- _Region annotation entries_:

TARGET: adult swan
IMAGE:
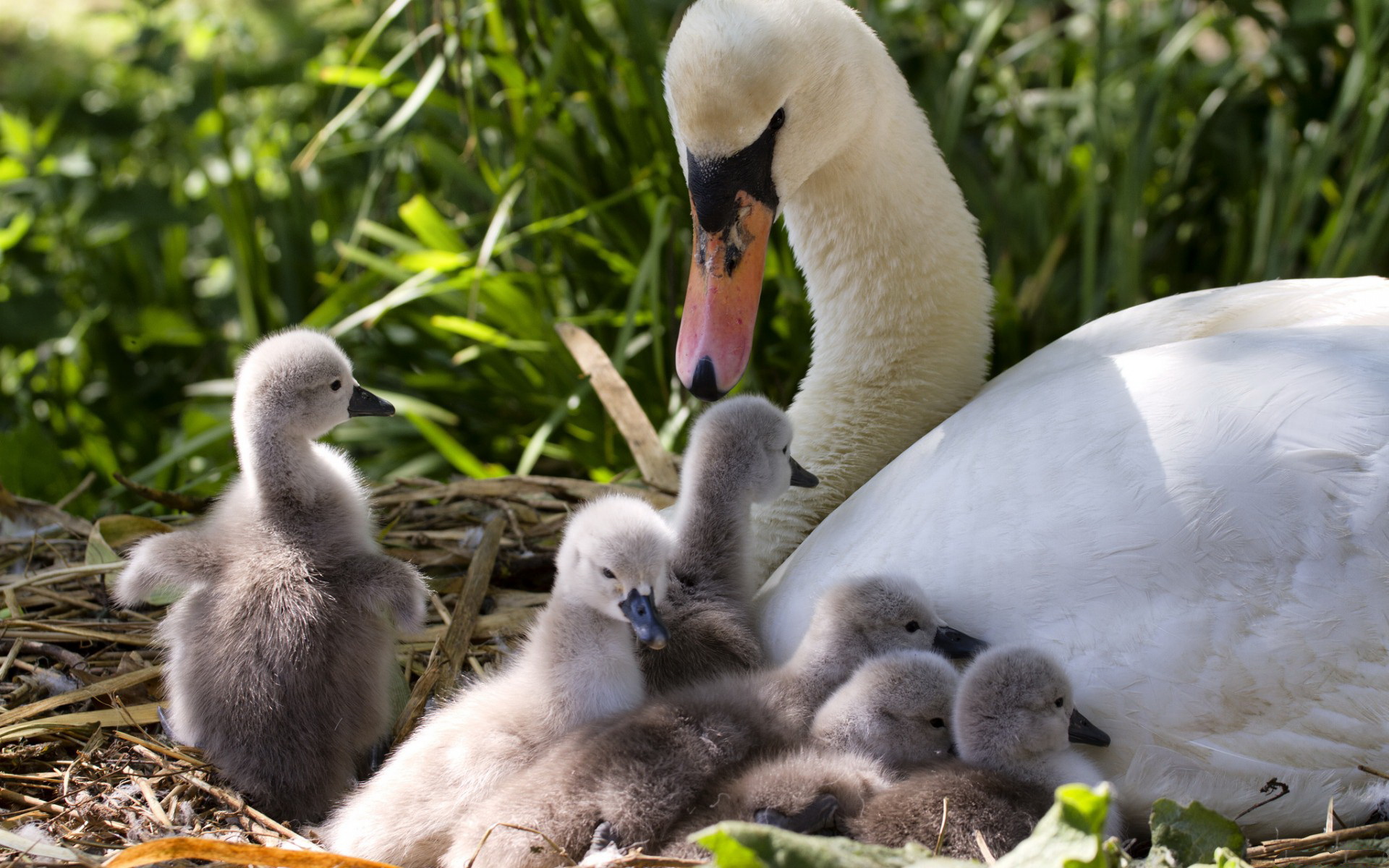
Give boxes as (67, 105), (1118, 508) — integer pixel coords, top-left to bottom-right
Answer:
(666, 0), (1389, 833)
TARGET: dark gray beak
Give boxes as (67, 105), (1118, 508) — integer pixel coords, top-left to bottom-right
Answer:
(347, 386), (396, 417)
(618, 587), (671, 651)
(930, 624), (989, 660)
(790, 459), (820, 489)
(1067, 708), (1110, 747)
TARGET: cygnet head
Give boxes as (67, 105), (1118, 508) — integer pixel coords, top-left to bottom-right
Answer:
(666, 0), (894, 400)
(682, 394), (820, 503)
(554, 495), (675, 649)
(811, 651), (960, 768)
(811, 576), (985, 660)
(232, 329), (396, 441)
(811, 576), (940, 660)
(954, 646), (1075, 767)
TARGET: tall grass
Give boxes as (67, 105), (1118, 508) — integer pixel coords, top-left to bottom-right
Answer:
(0, 0), (1389, 506)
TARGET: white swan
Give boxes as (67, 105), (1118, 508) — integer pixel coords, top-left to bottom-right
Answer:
(666, 0), (1389, 833)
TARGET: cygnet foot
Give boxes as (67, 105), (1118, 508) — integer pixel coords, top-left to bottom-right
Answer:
(753, 793), (841, 835)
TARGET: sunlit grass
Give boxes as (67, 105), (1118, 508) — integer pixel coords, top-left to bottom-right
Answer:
(0, 0), (1389, 511)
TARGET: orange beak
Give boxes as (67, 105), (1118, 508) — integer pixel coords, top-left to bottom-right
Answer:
(675, 190), (776, 401)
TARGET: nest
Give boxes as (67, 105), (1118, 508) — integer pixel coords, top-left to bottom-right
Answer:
(0, 477), (674, 865)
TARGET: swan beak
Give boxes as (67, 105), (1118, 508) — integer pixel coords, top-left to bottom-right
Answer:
(790, 459), (820, 489)
(1067, 708), (1110, 747)
(675, 190), (776, 401)
(618, 587), (671, 651)
(347, 386), (396, 417)
(930, 624), (989, 660)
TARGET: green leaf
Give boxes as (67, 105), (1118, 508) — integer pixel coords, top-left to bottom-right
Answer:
(1149, 799), (1244, 865)
(0, 157), (29, 184)
(995, 783), (1110, 868)
(0, 210), (33, 250)
(402, 411), (507, 479)
(400, 193), (467, 252)
(429, 314), (550, 352)
(0, 109), (33, 157)
(1192, 842), (1255, 868)
(690, 822), (950, 868)
(318, 65), (386, 88)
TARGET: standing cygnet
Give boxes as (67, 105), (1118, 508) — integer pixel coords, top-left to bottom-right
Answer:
(442, 579), (955, 868)
(115, 329), (425, 821)
(642, 394), (818, 693)
(850, 646), (1120, 859)
(322, 495), (675, 868)
(658, 650), (960, 859)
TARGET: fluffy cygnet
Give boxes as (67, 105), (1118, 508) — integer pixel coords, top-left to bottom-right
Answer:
(642, 394), (817, 693)
(811, 651), (960, 770)
(115, 329), (425, 821)
(658, 651), (960, 859)
(322, 495), (675, 868)
(442, 579), (938, 868)
(954, 646), (1103, 790)
(850, 646), (1120, 859)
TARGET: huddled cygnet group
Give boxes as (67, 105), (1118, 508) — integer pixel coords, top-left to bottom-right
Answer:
(116, 329), (1118, 868)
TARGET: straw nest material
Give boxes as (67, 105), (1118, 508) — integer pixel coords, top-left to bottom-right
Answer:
(0, 477), (674, 864)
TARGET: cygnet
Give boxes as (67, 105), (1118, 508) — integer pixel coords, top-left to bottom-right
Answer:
(115, 329), (426, 821)
(442, 579), (939, 868)
(658, 650), (960, 859)
(850, 646), (1120, 859)
(322, 495), (675, 868)
(642, 394), (818, 693)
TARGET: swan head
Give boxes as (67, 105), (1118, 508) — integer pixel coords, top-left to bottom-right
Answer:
(811, 651), (960, 768)
(664, 0), (891, 400)
(684, 394), (820, 503)
(232, 329), (396, 441)
(954, 646), (1108, 765)
(554, 495), (675, 649)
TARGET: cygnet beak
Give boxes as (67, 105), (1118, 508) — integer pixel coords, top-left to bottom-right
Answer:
(790, 459), (820, 489)
(930, 624), (989, 660)
(1067, 708), (1110, 747)
(618, 587), (671, 651)
(347, 386), (396, 417)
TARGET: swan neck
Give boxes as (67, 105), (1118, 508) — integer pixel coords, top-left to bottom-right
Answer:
(755, 69), (993, 579)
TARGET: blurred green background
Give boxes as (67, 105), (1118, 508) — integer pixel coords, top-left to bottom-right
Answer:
(0, 0), (1389, 512)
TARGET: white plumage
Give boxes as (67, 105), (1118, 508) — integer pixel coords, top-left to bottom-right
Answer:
(666, 0), (1389, 833)
(763, 278), (1389, 830)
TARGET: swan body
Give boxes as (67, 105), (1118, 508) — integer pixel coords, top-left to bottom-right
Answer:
(115, 329), (425, 821)
(666, 0), (1389, 833)
(322, 495), (675, 868)
(761, 307), (1389, 833)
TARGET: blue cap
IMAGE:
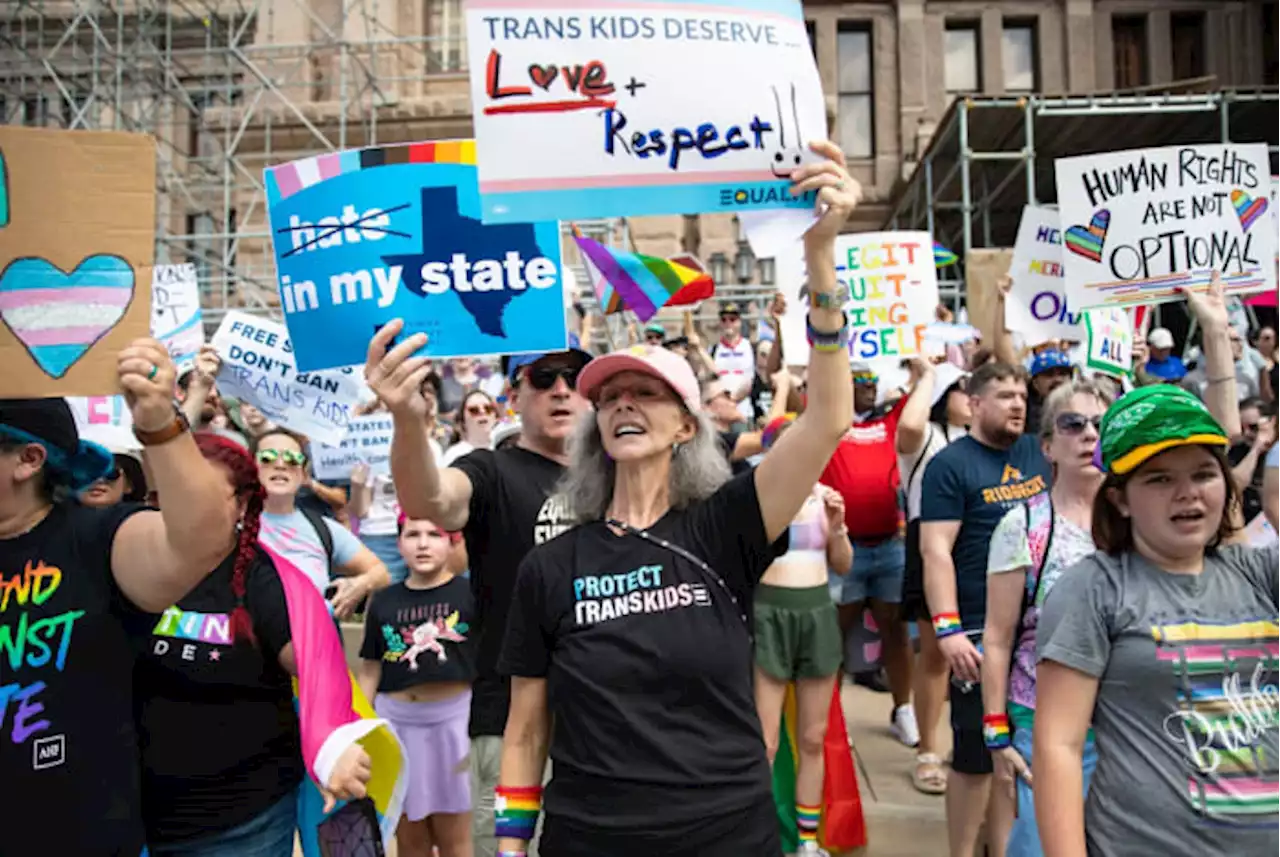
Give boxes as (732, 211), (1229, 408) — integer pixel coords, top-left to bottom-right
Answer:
(502, 334), (591, 381)
(1030, 348), (1071, 377)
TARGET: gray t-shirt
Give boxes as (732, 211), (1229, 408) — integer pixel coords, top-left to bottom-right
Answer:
(1038, 546), (1280, 857)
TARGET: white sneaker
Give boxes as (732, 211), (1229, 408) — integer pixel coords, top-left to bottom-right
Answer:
(888, 705), (920, 747)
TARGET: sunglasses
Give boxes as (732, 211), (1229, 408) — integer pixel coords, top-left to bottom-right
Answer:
(257, 449), (307, 467)
(526, 366), (582, 390)
(1053, 411), (1102, 435)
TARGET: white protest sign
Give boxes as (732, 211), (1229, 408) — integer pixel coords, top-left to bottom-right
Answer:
(466, 0), (827, 225)
(311, 413), (394, 480)
(1084, 307), (1133, 376)
(67, 395), (135, 452)
(151, 263), (205, 365)
(1005, 206), (1080, 345)
(212, 310), (364, 444)
(1053, 143), (1276, 310)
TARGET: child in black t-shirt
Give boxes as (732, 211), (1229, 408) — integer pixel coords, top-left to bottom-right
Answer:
(358, 514), (475, 857)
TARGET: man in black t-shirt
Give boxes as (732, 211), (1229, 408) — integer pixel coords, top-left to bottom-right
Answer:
(0, 339), (247, 857)
(365, 322), (591, 857)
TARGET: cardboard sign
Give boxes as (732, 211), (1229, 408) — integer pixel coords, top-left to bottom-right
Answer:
(266, 141), (568, 371)
(212, 310), (364, 444)
(1055, 143), (1276, 310)
(151, 263), (205, 366)
(1005, 206), (1080, 345)
(466, 0), (827, 225)
(0, 125), (156, 398)
(311, 413), (396, 480)
(1084, 307), (1133, 377)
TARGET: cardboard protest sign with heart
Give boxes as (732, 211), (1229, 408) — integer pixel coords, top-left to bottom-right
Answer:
(0, 127), (156, 398)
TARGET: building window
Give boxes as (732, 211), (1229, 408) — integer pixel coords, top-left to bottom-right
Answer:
(1001, 22), (1039, 92)
(1111, 15), (1151, 90)
(836, 22), (876, 157)
(1170, 12), (1204, 81)
(945, 22), (982, 96)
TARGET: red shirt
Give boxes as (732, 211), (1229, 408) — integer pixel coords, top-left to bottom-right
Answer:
(819, 395), (908, 541)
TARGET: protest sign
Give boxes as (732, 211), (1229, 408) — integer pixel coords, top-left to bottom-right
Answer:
(1055, 143), (1276, 311)
(466, 0), (827, 221)
(67, 395), (135, 452)
(151, 263), (205, 365)
(311, 413), (394, 480)
(1084, 307), (1133, 375)
(1005, 206), (1080, 345)
(212, 310), (364, 444)
(266, 141), (568, 371)
(0, 125), (156, 398)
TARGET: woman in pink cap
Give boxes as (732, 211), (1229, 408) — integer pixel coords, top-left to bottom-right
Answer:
(494, 142), (859, 857)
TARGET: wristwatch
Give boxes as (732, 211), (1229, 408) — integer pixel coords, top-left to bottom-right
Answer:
(133, 404), (191, 446)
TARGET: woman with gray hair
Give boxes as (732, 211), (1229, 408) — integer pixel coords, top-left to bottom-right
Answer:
(494, 142), (859, 857)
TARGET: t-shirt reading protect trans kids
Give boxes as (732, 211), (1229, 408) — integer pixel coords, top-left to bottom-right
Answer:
(0, 503), (157, 857)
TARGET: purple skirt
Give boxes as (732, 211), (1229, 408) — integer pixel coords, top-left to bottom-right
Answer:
(374, 691), (471, 821)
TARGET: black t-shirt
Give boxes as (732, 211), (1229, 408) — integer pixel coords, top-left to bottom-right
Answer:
(453, 446), (568, 735)
(137, 550), (305, 843)
(0, 503), (155, 857)
(499, 473), (773, 839)
(360, 577), (476, 693)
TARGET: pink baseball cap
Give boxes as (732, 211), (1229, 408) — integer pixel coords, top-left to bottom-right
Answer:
(577, 345), (701, 413)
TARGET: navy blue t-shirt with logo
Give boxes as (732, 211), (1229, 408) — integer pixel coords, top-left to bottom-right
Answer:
(920, 435), (1052, 631)
(498, 472), (777, 854)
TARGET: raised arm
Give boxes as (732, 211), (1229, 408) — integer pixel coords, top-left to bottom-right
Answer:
(111, 339), (237, 613)
(365, 326), (471, 531)
(755, 142), (861, 541)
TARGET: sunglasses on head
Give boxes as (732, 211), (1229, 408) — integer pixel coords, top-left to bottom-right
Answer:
(1053, 411), (1102, 435)
(257, 449), (307, 467)
(526, 366), (582, 390)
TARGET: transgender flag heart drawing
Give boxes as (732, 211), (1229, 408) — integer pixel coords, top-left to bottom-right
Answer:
(0, 256), (134, 379)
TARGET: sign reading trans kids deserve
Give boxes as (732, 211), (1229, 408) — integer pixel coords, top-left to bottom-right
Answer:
(1005, 206), (1080, 345)
(212, 310), (364, 445)
(266, 141), (568, 372)
(466, 0), (827, 223)
(1055, 143), (1276, 311)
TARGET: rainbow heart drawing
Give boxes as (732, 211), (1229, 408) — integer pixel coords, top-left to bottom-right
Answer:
(1231, 188), (1267, 232)
(1066, 208), (1111, 262)
(0, 256), (136, 379)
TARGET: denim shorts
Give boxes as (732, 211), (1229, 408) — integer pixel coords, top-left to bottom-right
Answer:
(827, 536), (906, 604)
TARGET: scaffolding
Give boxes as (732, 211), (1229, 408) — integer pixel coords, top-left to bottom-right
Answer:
(0, 0), (628, 330)
(884, 81), (1280, 308)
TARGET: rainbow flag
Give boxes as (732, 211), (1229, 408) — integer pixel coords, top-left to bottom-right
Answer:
(573, 225), (716, 322)
(264, 547), (407, 857)
(933, 240), (959, 267)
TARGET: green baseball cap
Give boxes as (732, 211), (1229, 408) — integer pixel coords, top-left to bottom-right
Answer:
(1098, 384), (1230, 475)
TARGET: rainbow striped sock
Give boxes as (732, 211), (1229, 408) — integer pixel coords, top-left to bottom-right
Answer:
(796, 803), (822, 844)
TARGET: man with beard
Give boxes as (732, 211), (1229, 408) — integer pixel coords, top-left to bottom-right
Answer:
(365, 321), (591, 857)
(920, 363), (1051, 857)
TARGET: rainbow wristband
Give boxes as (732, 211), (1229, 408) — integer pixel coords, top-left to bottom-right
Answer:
(933, 613), (964, 640)
(982, 714), (1014, 750)
(493, 785), (543, 854)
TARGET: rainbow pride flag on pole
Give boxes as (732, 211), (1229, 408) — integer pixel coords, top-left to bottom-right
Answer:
(573, 225), (716, 322)
(264, 547), (407, 857)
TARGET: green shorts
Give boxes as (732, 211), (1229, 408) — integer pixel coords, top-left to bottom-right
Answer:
(755, 583), (844, 682)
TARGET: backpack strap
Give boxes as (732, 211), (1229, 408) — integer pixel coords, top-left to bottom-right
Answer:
(298, 507), (333, 578)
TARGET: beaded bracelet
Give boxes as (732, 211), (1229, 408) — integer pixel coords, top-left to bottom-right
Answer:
(933, 613), (964, 640)
(804, 312), (849, 352)
(982, 714), (1012, 750)
(493, 785), (543, 853)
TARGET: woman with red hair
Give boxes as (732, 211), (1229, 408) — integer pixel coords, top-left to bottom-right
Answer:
(136, 434), (370, 857)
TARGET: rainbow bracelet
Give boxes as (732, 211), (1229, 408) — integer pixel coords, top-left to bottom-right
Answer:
(982, 714), (1014, 750)
(933, 613), (964, 640)
(493, 785), (543, 854)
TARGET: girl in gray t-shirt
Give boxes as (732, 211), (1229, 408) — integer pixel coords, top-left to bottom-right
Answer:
(1032, 385), (1280, 857)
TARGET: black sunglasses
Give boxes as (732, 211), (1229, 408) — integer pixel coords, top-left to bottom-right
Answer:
(1053, 411), (1102, 435)
(526, 366), (582, 390)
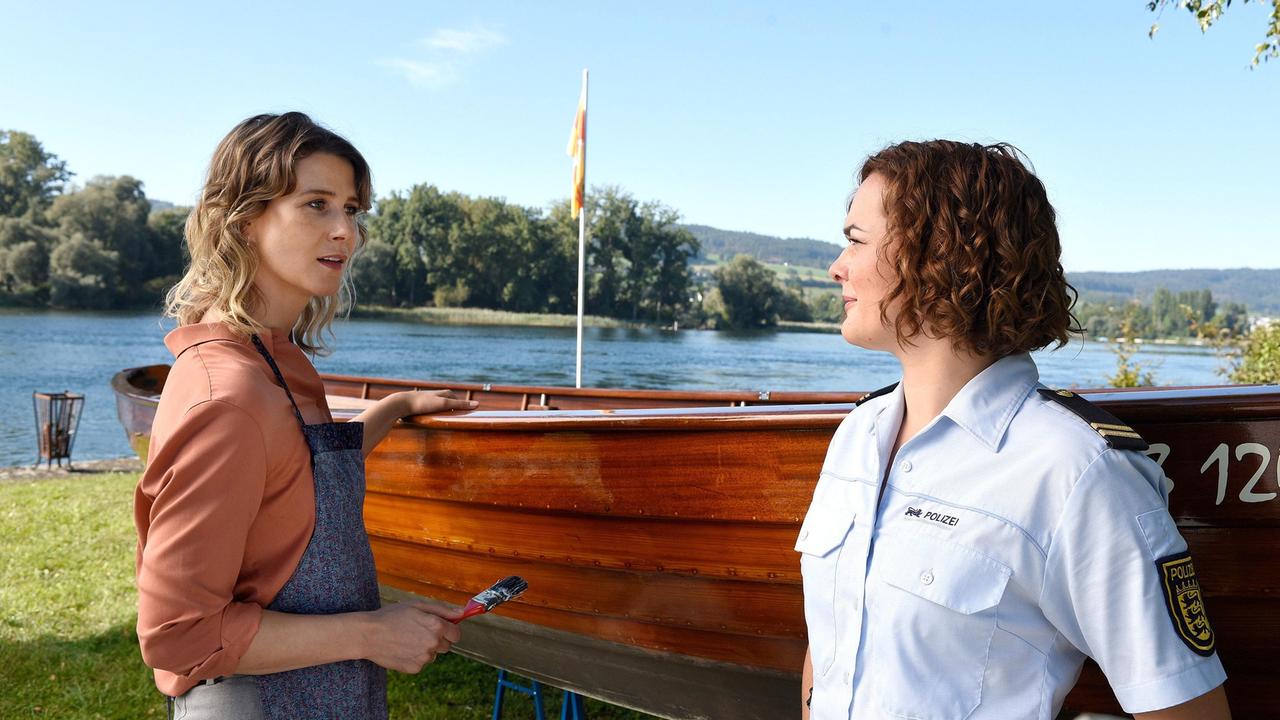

- _Directions_: Starting with the line containing "TARGET: scaffolding" and going on through the line containing "(1098, 384), (1230, 475)", write out every line of the data again, not only the answers. Multiply each coordinate in the answers by 1.95 and round to whole numbers, with halves going up, and leave every other number unchanged.

- _Answer to the exercise_:
TARGET: scaffolding
Give boxes as (732, 211), (1229, 408) — integer pixel coords, top-left to bottom-right
Answer:
(0, 0), (1225, 644)
(1724, 158), (2496, 601)
TARGET: rainbow flag
Give boxes as (732, 211), (1229, 408) — integer pixel coords, top-left to bottom-right
Answer:
(1117, 439), (1396, 628)
(515, 1067), (794, 1671)
(1819, 468), (1870, 521)
TARGET: green baseball cap
Give boxes as (732, 211), (1229, 408) — integer pixel coords, top-left to bottom-right
Answer:
(2141, 749), (2399, 926)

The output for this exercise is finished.